DOCUMENT SEGMENT.

◆ ◆ ◆

Born in 1956 in Piraeus, Kostas Kalfopoulos studied sociology, political science and history of the Middle Ages at the University of Hamburg. Since 1996, he has worked as a sports correspondent for the Neue Zurcher Zeitung, contributes to Kathimerini newspaper and is a member of the Association of Foreign Correspondents in Greece. After a series of essay volumes - Season of the Tramp, Roaming through Modernity and others, his first novel, Café Lukacs revives, according to the author's own words, "a neglected by writers and publishers in Greece literary genre - the roman noir, which, however, is slowly but surely coming back." 

In an interview for www.humantraffic.wordprss.com Kalfopoulos explains why he chose Budapest as the setting for his novel: "The reasons are many but the main one, also mentioned in the book, is the tendency to escape from the "Greek misery" with the help of literature. In addition, Budapest is suitable as a "place for escapism”; it combines splendor and decadence, Hungarians and Greeks (traders and political emigrants); it is a city of philosophy, music and football, but as all European metropolises – it has exclusive history in urbanism, with an atmosphere for those who have known the city beyond the standard tours "Vienna-Budapest-Prague." 

In his review in the literary supplement of the newspaper Ta Nea, entitled "The Beautiful Black Danube", critic Dimosthenis Kourtovik quotes the author’s list of reasons why the plot could not have been set in Athens. “I was also interested in the historical depth: socialism in transition with forms of capitalism in it, Germanophone education, the issue of the Hungarian Holocaust - completely unknown in Greece, which gained popularity after the case of the (alleged) death of Aribert Heim* in Egypt. Naturally, I could not write about this city if I had only visited it as a regular tourist.” 

The protagonist of the novel, narrating the story in the first singular, can be qualified as a literal alter-ego of the author. Journalist by profession, he arrives in Budapest in August 1989, in order to participate in a congress, after which he has several days of vacation awaiting him. From the description of his walks around the streets of Budapest, it is obvious that he knows the city on the Danube very well, as in the past he has conducted there an investigation collecting material for Greek Civil War political emigrants. 

In the old cafe in Pest, symptomatically bearing the name of the great philosopher - Café Lukacs, known to the character from his previous visit to the city, he meets an aristocratic lady of a mature age, still retaining traces of a femme fatale, who dazzles him with her strange charm, and after long hours of conversation about literature and music, he ends up at her home, where they spend an unforgettable sensual night, taken by her to the "secretive landscape” of innocence. When he leaves the next morning, he takes with him a scarf and one of her children's songs books. This will be the first and last night he sees this mysterious woman, because the next day he learns that she has died. A mysterious letter with a poem, delivered to him by hand at his hotel, and two other unexplained murders, will further tighten the knot of criminal intrigue, putting the question of who is behind these events, which remain a mystery at the end of the novel as well.

◆ ◆ ◆

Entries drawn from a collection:
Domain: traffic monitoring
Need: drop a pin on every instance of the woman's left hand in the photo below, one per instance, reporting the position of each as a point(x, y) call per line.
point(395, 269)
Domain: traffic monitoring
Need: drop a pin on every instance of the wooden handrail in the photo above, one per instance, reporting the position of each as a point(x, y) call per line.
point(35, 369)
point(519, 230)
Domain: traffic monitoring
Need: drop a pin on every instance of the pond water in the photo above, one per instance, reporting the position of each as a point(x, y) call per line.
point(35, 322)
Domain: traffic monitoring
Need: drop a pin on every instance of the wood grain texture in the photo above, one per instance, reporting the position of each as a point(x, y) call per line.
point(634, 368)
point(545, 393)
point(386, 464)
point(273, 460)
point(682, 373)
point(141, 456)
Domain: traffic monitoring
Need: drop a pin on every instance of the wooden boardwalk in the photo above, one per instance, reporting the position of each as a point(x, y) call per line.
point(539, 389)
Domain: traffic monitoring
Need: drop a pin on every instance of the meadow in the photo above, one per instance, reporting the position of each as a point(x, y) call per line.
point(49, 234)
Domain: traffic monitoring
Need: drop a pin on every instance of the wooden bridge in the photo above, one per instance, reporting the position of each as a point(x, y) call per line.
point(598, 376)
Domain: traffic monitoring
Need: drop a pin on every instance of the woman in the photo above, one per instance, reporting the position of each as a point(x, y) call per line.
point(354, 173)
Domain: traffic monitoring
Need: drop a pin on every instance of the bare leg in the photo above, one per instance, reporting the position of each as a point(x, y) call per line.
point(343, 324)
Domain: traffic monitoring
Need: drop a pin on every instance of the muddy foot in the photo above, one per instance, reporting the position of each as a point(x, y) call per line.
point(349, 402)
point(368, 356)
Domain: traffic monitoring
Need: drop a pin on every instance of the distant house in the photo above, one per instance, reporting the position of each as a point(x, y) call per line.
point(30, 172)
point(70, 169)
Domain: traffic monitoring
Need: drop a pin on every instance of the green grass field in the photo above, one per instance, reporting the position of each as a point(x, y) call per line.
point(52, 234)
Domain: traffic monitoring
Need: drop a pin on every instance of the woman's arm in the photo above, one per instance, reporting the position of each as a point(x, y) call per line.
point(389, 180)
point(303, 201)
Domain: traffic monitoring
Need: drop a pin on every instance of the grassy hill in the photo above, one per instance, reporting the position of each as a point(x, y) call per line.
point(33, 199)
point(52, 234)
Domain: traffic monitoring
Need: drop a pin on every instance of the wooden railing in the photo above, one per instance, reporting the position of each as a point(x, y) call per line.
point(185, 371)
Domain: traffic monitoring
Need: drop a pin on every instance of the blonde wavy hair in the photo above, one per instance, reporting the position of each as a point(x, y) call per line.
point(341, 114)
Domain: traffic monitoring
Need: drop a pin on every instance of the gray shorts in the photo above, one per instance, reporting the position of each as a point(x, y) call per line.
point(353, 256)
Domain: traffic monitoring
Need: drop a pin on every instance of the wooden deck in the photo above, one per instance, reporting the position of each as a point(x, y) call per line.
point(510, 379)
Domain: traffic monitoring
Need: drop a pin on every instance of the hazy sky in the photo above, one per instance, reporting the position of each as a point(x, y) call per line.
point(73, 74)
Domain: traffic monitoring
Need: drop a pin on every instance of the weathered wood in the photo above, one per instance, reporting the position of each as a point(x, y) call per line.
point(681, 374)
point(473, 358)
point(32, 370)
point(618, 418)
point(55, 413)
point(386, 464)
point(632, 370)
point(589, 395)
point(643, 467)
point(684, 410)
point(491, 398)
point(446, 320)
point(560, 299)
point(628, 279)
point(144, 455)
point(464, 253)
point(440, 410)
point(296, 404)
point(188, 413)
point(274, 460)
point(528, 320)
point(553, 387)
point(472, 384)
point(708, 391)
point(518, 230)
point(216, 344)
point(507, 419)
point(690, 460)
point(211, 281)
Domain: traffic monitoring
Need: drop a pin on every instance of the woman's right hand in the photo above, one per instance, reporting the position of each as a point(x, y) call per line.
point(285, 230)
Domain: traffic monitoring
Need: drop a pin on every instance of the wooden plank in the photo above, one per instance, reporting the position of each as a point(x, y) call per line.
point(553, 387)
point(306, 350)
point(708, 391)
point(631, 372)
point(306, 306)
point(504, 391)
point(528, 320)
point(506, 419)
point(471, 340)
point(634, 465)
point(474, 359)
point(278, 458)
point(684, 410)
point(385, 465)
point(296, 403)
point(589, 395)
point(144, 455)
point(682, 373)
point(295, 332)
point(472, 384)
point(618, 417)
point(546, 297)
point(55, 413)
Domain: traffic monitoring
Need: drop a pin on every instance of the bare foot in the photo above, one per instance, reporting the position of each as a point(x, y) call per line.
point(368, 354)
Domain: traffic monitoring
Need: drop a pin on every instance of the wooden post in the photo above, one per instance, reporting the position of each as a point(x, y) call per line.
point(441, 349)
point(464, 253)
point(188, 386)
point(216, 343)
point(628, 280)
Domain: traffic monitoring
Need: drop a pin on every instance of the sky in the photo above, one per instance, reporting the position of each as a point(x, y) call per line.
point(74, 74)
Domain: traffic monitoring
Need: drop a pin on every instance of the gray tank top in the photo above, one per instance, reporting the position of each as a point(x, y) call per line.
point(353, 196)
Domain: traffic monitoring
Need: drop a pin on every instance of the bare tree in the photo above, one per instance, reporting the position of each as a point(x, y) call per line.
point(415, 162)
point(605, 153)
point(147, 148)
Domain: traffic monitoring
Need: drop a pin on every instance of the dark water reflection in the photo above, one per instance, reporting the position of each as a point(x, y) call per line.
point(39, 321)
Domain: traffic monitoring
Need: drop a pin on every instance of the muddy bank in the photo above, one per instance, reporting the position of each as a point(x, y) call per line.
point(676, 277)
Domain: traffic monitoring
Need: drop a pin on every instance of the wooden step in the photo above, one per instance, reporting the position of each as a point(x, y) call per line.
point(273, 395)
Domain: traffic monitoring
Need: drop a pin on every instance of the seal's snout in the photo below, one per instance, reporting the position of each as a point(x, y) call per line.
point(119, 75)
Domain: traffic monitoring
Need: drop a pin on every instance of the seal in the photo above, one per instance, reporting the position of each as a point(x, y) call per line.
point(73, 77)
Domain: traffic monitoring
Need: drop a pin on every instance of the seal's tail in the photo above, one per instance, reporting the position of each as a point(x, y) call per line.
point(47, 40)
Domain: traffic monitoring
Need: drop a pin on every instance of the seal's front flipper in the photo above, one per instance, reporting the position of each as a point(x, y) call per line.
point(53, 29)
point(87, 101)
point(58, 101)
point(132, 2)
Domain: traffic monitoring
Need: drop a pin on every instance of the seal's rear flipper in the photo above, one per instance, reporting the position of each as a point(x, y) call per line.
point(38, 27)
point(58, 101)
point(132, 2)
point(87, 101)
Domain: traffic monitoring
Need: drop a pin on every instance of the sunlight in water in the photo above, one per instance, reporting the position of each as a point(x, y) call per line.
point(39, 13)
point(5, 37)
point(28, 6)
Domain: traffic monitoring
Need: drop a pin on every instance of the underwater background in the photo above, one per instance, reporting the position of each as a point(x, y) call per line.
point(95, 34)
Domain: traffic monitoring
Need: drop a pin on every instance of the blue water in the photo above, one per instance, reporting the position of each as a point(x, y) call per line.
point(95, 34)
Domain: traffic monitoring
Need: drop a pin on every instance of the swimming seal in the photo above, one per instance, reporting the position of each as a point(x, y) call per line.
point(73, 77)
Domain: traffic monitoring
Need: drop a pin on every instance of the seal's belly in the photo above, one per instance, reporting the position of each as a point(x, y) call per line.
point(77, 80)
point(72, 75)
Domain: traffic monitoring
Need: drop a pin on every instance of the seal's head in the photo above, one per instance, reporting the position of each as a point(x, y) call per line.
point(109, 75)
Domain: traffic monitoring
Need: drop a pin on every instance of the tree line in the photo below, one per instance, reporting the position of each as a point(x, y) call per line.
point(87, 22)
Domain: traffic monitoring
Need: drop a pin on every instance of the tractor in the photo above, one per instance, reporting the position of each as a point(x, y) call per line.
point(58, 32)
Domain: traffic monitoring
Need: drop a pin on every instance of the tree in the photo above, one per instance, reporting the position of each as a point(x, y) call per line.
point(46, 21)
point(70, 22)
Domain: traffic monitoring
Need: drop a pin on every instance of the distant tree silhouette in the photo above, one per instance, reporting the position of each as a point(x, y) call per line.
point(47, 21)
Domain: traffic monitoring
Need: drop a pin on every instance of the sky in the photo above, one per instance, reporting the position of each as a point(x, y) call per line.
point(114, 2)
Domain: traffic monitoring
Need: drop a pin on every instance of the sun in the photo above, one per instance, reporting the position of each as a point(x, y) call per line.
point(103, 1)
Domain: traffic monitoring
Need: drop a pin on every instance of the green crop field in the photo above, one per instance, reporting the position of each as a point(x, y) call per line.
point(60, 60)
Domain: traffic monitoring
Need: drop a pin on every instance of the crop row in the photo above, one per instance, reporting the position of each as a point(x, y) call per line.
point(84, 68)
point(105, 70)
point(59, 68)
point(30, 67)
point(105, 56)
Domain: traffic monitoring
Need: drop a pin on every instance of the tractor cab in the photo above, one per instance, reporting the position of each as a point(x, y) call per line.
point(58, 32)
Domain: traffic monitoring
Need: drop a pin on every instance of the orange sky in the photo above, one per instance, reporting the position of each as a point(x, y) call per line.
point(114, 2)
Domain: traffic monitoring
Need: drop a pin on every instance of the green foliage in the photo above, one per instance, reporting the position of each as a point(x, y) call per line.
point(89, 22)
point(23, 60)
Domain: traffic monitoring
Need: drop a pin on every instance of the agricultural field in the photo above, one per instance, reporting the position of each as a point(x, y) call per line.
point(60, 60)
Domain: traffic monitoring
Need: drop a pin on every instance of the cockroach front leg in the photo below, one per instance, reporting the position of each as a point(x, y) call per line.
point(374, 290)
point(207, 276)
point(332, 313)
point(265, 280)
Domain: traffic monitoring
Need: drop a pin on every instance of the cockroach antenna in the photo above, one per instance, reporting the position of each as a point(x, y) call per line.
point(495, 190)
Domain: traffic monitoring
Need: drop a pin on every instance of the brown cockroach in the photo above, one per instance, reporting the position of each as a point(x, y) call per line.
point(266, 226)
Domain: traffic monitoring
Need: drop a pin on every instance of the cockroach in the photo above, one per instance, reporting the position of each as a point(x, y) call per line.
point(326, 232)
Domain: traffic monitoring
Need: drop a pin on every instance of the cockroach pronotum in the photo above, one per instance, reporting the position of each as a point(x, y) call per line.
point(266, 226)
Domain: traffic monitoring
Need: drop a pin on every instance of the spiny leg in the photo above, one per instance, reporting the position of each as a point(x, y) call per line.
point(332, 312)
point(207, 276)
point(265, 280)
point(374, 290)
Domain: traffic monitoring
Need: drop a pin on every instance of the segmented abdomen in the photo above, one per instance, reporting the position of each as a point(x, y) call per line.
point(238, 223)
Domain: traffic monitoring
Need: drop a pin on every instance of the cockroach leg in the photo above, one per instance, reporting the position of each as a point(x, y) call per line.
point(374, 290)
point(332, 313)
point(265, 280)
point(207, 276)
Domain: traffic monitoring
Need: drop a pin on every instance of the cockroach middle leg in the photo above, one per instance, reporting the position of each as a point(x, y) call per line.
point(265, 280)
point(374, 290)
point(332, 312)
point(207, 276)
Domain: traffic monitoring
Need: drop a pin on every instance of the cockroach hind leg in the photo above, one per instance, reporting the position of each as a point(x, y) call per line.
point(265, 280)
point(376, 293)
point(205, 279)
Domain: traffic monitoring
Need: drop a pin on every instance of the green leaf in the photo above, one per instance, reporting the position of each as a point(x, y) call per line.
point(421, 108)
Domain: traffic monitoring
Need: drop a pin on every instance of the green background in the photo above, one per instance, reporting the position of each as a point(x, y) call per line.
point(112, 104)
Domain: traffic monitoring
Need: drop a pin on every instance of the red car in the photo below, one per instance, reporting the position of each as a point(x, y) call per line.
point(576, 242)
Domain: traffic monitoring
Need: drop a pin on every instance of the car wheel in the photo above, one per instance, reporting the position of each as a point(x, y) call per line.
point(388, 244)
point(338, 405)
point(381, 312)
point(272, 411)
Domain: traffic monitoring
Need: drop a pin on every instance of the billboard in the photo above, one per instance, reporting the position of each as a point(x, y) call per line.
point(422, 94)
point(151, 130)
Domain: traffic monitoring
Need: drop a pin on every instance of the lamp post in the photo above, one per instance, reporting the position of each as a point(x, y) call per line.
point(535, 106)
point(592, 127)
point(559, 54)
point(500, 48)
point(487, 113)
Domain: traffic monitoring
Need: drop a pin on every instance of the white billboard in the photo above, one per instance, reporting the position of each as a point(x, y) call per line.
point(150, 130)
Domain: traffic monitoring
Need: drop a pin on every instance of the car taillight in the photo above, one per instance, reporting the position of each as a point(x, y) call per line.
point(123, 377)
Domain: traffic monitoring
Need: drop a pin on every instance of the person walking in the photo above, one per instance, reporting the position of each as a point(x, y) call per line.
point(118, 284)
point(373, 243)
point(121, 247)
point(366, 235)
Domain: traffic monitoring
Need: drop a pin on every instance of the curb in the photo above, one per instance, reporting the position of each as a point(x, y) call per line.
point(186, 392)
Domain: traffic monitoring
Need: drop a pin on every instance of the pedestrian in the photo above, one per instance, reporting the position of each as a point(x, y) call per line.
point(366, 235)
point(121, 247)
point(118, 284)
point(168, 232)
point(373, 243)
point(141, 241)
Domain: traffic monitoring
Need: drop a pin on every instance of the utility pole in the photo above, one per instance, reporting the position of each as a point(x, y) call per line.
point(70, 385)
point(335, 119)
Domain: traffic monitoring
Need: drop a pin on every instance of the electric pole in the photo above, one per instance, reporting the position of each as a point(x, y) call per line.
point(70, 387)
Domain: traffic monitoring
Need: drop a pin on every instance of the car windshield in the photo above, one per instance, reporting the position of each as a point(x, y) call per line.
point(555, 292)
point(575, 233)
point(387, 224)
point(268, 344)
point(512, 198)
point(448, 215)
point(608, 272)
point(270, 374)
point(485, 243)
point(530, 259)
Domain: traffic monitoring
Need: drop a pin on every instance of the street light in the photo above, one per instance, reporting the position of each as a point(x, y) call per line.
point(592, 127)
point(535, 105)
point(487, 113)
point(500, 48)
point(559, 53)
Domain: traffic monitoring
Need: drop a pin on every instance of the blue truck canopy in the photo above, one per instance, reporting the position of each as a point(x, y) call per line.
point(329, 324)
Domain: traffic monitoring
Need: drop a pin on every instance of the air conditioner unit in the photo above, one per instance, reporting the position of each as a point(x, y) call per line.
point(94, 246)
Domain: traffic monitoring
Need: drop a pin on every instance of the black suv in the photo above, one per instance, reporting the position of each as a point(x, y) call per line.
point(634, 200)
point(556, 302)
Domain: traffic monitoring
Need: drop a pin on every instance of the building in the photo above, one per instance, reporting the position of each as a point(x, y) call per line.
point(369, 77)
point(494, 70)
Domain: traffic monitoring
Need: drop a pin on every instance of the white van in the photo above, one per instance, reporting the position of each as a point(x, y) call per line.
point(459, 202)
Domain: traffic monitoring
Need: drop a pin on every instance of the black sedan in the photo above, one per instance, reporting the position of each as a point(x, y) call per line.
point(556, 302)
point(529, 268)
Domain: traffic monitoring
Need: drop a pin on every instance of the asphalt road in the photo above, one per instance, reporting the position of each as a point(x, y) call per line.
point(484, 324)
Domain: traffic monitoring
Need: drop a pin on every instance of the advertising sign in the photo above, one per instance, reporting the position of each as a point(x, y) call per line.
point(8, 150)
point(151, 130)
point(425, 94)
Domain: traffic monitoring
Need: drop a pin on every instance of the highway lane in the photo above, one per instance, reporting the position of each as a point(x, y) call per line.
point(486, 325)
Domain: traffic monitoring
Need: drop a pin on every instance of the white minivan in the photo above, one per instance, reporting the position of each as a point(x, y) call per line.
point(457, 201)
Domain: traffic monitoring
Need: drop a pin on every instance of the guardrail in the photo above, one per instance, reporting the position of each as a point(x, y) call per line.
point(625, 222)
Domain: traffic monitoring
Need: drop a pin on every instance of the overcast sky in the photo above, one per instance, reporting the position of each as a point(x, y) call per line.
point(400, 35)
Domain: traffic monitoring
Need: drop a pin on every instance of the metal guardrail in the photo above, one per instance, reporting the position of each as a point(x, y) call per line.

◆ ◆ ◆

WHAT NEEDS TO BE DONE.
Copy the passage of the piece on Café Lukacs between "The protagonist of" and "War political emigrants.", inclusive, substituting "conference" for "congress".

ANSWER FOR THIS EXERCISE.
The protagonist of the novel, narrating the story in the first singular, can be qualified as a literal alter-ego of the author. Journalist by profession, he arrives in Budapest in August 1989, in order to participate in a conference, after which he has several days of vacation awaiting him. From the description of his walks around the streets of Budapest, it is obvious that he knows the city on the Danube very well, as in the past he has conducted there an investigation collecting material for Greek Civil War political emigrants.